> _Requirement_
Return the exact lines spanning from the line with "object | hillside vegetation" through the last line of the entries, boundaries included, and no others.

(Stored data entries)
--- START ---

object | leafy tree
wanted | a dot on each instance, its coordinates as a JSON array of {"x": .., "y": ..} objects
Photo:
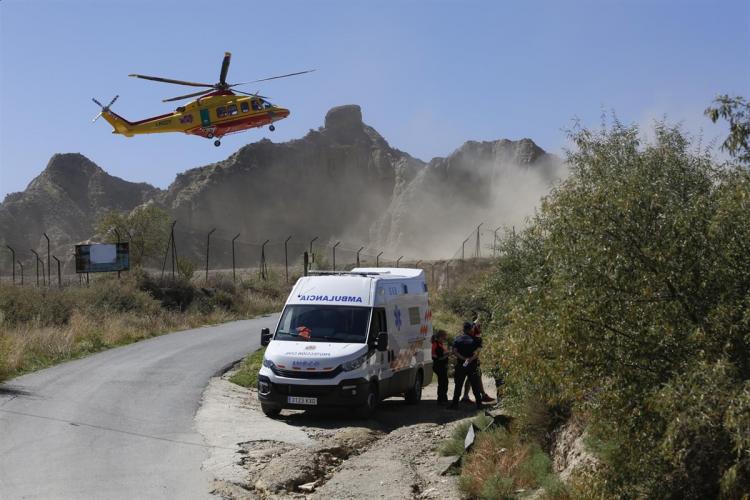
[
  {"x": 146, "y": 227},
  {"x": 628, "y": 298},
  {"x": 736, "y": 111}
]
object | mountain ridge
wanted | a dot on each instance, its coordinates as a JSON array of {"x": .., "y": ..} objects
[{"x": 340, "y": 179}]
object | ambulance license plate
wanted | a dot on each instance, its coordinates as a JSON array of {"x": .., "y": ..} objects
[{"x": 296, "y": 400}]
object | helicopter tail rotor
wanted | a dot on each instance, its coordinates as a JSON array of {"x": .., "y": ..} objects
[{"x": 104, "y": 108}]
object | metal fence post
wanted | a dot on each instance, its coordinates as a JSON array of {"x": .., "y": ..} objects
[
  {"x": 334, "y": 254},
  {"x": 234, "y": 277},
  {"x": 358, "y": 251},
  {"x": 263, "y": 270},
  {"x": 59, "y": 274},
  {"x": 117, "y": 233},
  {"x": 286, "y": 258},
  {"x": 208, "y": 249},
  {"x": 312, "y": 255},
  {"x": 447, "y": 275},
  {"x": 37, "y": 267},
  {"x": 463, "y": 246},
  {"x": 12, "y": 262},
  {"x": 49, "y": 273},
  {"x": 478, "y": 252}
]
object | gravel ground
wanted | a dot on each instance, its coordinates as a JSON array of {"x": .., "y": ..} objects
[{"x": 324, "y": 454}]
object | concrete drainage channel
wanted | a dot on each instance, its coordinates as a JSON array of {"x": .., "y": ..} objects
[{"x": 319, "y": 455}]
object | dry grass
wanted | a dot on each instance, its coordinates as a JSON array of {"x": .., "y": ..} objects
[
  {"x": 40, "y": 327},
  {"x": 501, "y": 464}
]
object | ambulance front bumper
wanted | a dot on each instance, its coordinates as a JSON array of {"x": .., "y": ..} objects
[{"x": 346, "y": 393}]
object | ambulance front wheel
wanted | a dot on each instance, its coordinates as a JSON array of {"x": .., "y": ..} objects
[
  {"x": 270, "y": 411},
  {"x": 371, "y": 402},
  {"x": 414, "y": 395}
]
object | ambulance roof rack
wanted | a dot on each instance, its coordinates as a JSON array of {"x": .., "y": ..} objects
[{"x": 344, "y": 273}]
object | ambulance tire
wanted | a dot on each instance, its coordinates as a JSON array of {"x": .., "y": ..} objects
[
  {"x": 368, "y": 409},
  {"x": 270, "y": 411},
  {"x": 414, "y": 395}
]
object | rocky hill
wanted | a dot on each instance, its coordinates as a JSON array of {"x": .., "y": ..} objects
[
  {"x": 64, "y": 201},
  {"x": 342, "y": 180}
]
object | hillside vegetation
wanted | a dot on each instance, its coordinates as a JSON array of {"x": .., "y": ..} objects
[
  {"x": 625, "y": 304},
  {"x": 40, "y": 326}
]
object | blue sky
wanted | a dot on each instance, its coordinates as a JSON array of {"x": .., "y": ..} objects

--- END ---

> _Answer box_
object | hillside vegetation
wanted | a dot on each instance, its coordinates as a JSON array of {"x": .., "y": ..} objects
[
  {"x": 625, "y": 304},
  {"x": 40, "y": 326}
]
object | blue sky
wanted | a dot on each instance, its coordinates as a JSON array of {"x": .., "y": ..} objects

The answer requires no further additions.